• DATA SHOWN:
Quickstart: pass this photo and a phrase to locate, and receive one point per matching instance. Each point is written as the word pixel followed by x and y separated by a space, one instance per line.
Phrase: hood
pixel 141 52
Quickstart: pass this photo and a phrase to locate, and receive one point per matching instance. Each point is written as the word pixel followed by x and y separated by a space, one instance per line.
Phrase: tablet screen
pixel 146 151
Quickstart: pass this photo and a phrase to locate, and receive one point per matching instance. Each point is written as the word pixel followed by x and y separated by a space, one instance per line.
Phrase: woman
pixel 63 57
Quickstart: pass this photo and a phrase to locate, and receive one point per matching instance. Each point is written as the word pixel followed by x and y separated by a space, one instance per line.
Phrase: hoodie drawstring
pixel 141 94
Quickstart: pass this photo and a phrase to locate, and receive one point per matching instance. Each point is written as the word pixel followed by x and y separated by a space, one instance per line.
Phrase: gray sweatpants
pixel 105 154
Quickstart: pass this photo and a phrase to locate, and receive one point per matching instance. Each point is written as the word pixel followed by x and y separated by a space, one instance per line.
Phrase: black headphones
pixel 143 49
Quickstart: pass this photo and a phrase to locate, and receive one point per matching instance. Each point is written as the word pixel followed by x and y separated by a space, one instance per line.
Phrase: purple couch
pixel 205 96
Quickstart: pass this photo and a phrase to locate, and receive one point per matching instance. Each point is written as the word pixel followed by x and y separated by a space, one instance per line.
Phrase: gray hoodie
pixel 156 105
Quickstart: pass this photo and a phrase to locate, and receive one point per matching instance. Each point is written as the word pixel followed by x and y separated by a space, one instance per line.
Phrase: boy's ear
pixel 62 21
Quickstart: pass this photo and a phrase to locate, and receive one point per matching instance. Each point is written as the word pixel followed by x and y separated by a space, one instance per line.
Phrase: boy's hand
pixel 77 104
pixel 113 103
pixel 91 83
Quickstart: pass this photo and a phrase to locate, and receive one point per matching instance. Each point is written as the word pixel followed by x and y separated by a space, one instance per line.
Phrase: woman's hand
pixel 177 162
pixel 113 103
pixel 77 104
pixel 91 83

• YOUR TASK: Can you return all of the rows above verbatim, with no changes?

• COMPLETED EXERCISE:
Quickstart: pass this photo and a phrase to locate, and receive one point per matching instance. Each point is written as the word pixel followed by x and y separated by a space, one instance per line.
Phrase: hood
pixel 141 52
Quickstart: pass this photo and a phrase to locate, and receive one point per matching instance. Each point is written as the word pixel followed by x and y separated by a space, one instance per line.
Phrase: tablet screen
pixel 146 151
Quickstart: pass this photo and a phrase to locate, and receive one point per matching instance. Each point is written as the word pixel followed by x and y separated by a space, one instance per line.
Phrase: woman
pixel 63 57
Quickstart: pass this photo and a phrase to locate, and receive one point per matching instance. Each point is written as the word pixel followed by x and y separated by a space, one instance per line.
Phrase: hoodie drawstring
pixel 141 94
Quickstart: pass this photo and a phrase to locate, and receive one point per matching instance. Each point is written as the word pixel followed by x and y separated by a space, one instance per line.
Phrase: gray sweatpants
pixel 105 154
Quickstart: pass this photo and a phrase to locate, and receive one point per matching instance. Each point is written as the word pixel followed by x and y separated by a space, one instance per line.
Phrase: black headphones
pixel 143 49
Quickstart: pass this photo and a phrase to locate, and receive one point per matching instance. Each point is written as the word pixel followed by x and y separated by a space, one instance per line.
Phrase: purple couch
pixel 205 96
Quickstart: pass this photo and a phrase to locate, and receive one point per matching instance. Each point is written as the word pixel followed by x and y separated by a space, one instance per line.
Phrase: gray hoodie
pixel 156 105
Quickstart: pass this photo and a phrase to locate, and receive one point per matching instance. Each point is written as the word pixel followed by x and y separated by a space, one instance per line.
Phrase: boy's ear
pixel 62 21
Quickstart: pass this photo and a phrase to locate, and receive one point per matching instance. Each point is written as the word pixel followed by x and y separated by a space, one instance per line.
Phrase: boy's hand
pixel 77 104
pixel 113 103
pixel 91 83
Quickstart: pass this photo and a phrase to locate, and receive one point per matching instance. Each point is written as the word pixel followed by x and y separated by a space, one instance per line.
Phrase: woman's hand
pixel 177 162
pixel 113 103
pixel 77 104
pixel 91 83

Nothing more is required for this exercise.